(Stored data entries)
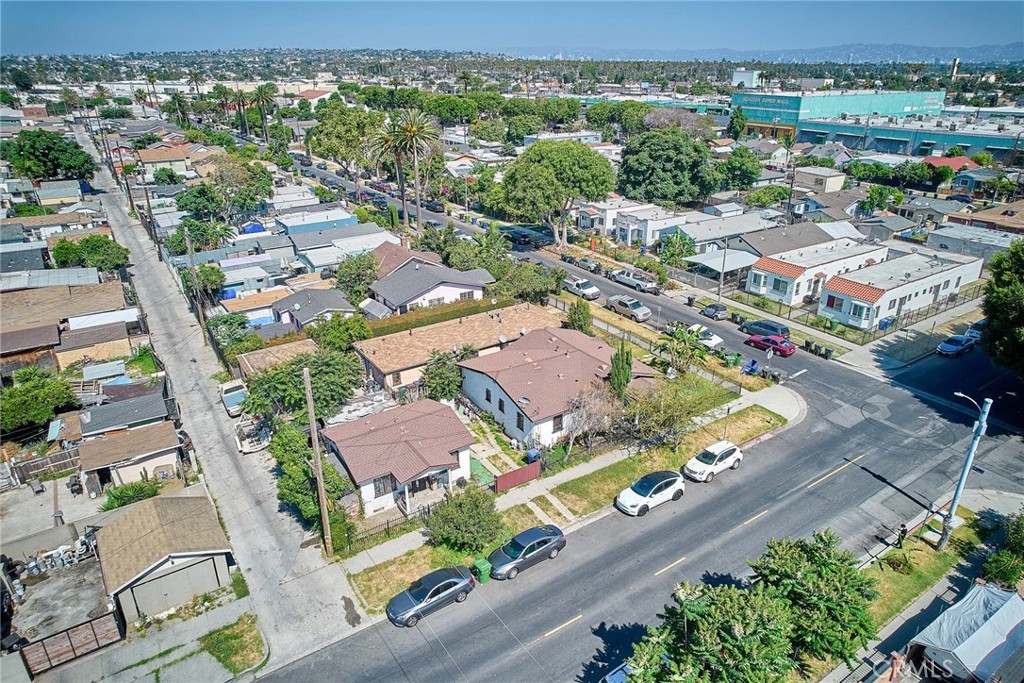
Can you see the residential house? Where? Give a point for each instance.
(417, 284)
(971, 240)
(163, 553)
(403, 454)
(129, 414)
(924, 210)
(146, 454)
(819, 178)
(885, 226)
(600, 216)
(254, 363)
(528, 385)
(396, 360)
(53, 193)
(861, 298)
(305, 307)
(793, 275)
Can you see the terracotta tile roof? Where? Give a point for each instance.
(403, 350)
(544, 370)
(256, 361)
(129, 444)
(777, 267)
(148, 531)
(858, 291)
(403, 441)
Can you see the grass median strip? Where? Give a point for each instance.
(597, 489)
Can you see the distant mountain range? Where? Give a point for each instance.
(856, 52)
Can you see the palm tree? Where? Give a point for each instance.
(389, 142)
(418, 131)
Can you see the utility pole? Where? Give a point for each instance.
(199, 299)
(979, 430)
(317, 465)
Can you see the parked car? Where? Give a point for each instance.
(641, 282)
(706, 337)
(430, 593)
(765, 328)
(976, 330)
(581, 287)
(649, 492)
(716, 311)
(627, 305)
(779, 345)
(955, 345)
(525, 550)
(716, 459)
(231, 395)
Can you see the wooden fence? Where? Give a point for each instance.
(72, 643)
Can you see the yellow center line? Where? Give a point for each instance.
(660, 571)
(559, 628)
(836, 471)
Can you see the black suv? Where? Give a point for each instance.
(768, 328)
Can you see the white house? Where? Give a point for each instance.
(860, 298)
(528, 385)
(791, 275)
(402, 454)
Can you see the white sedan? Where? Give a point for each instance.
(716, 459)
(650, 491)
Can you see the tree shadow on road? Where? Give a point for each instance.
(619, 640)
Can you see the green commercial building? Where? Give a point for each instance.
(777, 114)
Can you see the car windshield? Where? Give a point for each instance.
(707, 457)
(513, 549)
(645, 484)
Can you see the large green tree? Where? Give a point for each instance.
(44, 155)
(667, 166)
(1004, 306)
(544, 181)
(826, 594)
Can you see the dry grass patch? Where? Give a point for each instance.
(549, 509)
(238, 646)
(382, 582)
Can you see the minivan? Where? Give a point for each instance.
(581, 287)
(768, 328)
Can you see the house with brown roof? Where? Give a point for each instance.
(397, 360)
(162, 553)
(790, 276)
(887, 290)
(401, 454)
(528, 385)
(148, 453)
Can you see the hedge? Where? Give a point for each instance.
(422, 316)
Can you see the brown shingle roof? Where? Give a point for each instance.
(52, 304)
(858, 291)
(403, 441)
(778, 267)
(412, 348)
(257, 361)
(153, 529)
(544, 370)
(129, 444)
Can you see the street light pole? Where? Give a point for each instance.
(979, 431)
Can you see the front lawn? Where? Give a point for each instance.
(597, 489)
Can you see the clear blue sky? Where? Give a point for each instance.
(94, 28)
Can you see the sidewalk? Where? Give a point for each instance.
(778, 398)
(895, 636)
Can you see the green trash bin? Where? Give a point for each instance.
(481, 567)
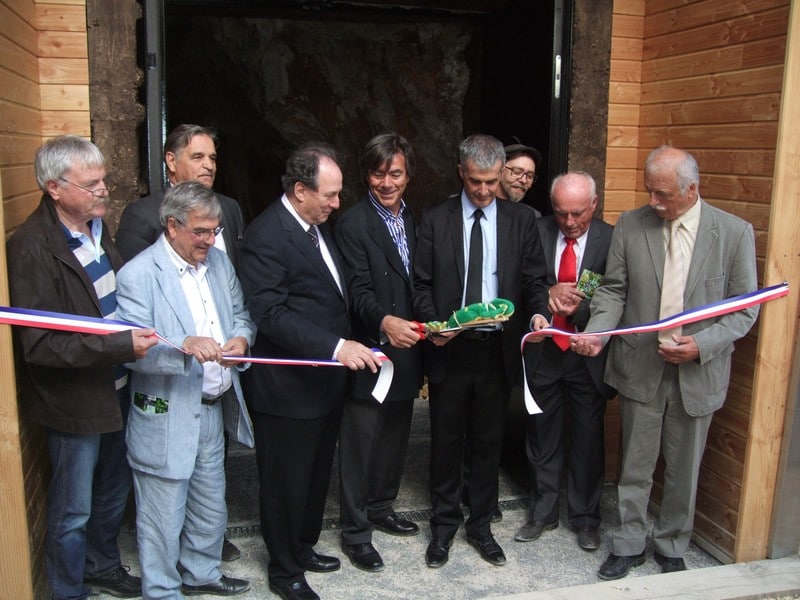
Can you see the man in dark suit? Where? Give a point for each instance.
(190, 153)
(561, 380)
(296, 293)
(377, 240)
(675, 253)
(473, 248)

- **TASK DIRECTIONS**
Restate every line of the data above word for word, with the images removed.

- **TASK RESPONSE**
Can you see the residential house? Where? Give a point for each instance.
(417, 284)
(971, 240)
(163, 553)
(403, 454)
(129, 414)
(924, 210)
(146, 454)
(819, 178)
(885, 226)
(600, 216)
(254, 363)
(528, 385)
(396, 360)
(53, 193)
(861, 298)
(305, 307)
(793, 275)
Can you see the terracotta tile roof? Where? Give a point for each instance.
(403, 350)
(544, 370)
(256, 361)
(129, 444)
(777, 267)
(148, 531)
(858, 291)
(403, 441)
Can you see the grass median strip? Where? Give a point for each instance.
(597, 489)
Can you see the distant mountain range? Where? Give a point for each instance.
(856, 52)
Can you see the palm tree? Where? Give a point for each instance.
(389, 142)
(418, 131)
Can you see the utility pole? Where? Give a point for each instance.
(199, 299)
(979, 430)
(317, 465)
Can you see the parked car? Where? Give a point for each instance.
(641, 282)
(706, 337)
(430, 593)
(765, 328)
(976, 330)
(581, 287)
(649, 492)
(716, 311)
(627, 305)
(779, 345)
(955, 345)
(525, 550)
(716, 459)
(231, 395)
Can you see the wooden fence? Where? Give a point for each instance.
(72, 643)
Can you see the yellow center line? Where? Give a point for each instance.
(660, 571)
(559, 628)
(836, 471)
Can you see the black suv? Where? Give a point for each instance.
(768, 328)
Can you see the white house? Where? Give a point for each instance.
(860, 298)
(528, 385)
(791, 275)
(402, 454)
Can you see the white sedan? Where? Give a point for each instance.
(716, 459)
(650, 491)
Can you see the tree shadow on road? Where? Give a point for each instance.
(619, 640)
Can you see the green commercial building? Where? Give a point for each instance.
(777, 114)
Can you see the car windshield? Where? Give a point for each instance.
(707, 457)
(513, 549)
(645, 484)
Can you see the large green tree? Where? Give a point for each instance.
(44, 155)
(667, 166)
(1004, 306)
(544, 181)
(826, 594)
Can you see the dry grass patch? Where? Give a point for each instance.
(549, 509)
(238, 646)
(382, 582)
Can you see the minivan? Where? Give a point for each instance.
(581, 287)
(768, 328)
Can you see the house with brown roof? Where? Give a point for each instance.
(397, 360)
(162, 553)
(790, 276)
(887, 290)
(401, 454)
(528, 385)
(148, 453)
Can you see the hedge? Where? Give a point for each instance.
(422, 316)
Can you see the brown shingle roof? Where? Give a point for each instance.
(52, 304)
(858, 291)
(403, 441)
(778, 267)
(412, 348)
(257, 361)
(153, 529)
(544, 370)
(129, 444)
Can you see the street light pole? Where? Give a point for each instance.
(979, 431)
Can you see the front lawn? Where? Give a point for each instance.
(597, 489)
Can you see the clear blue sky? Where? Give a point for each instance.
(94, 28)
Can you see the sidewalk? Where? Give a point for each instance.
(778, 398)
(895, 636)
Can you see the green trash bin? Where? Give a point for each instance.
(481, 567)
Can you see the man in dark suit? Where? Give a point for each instance.
(190, 153)
(561, 380)
(296, 293)
(377, 240)
(675, 253)
(473, 248)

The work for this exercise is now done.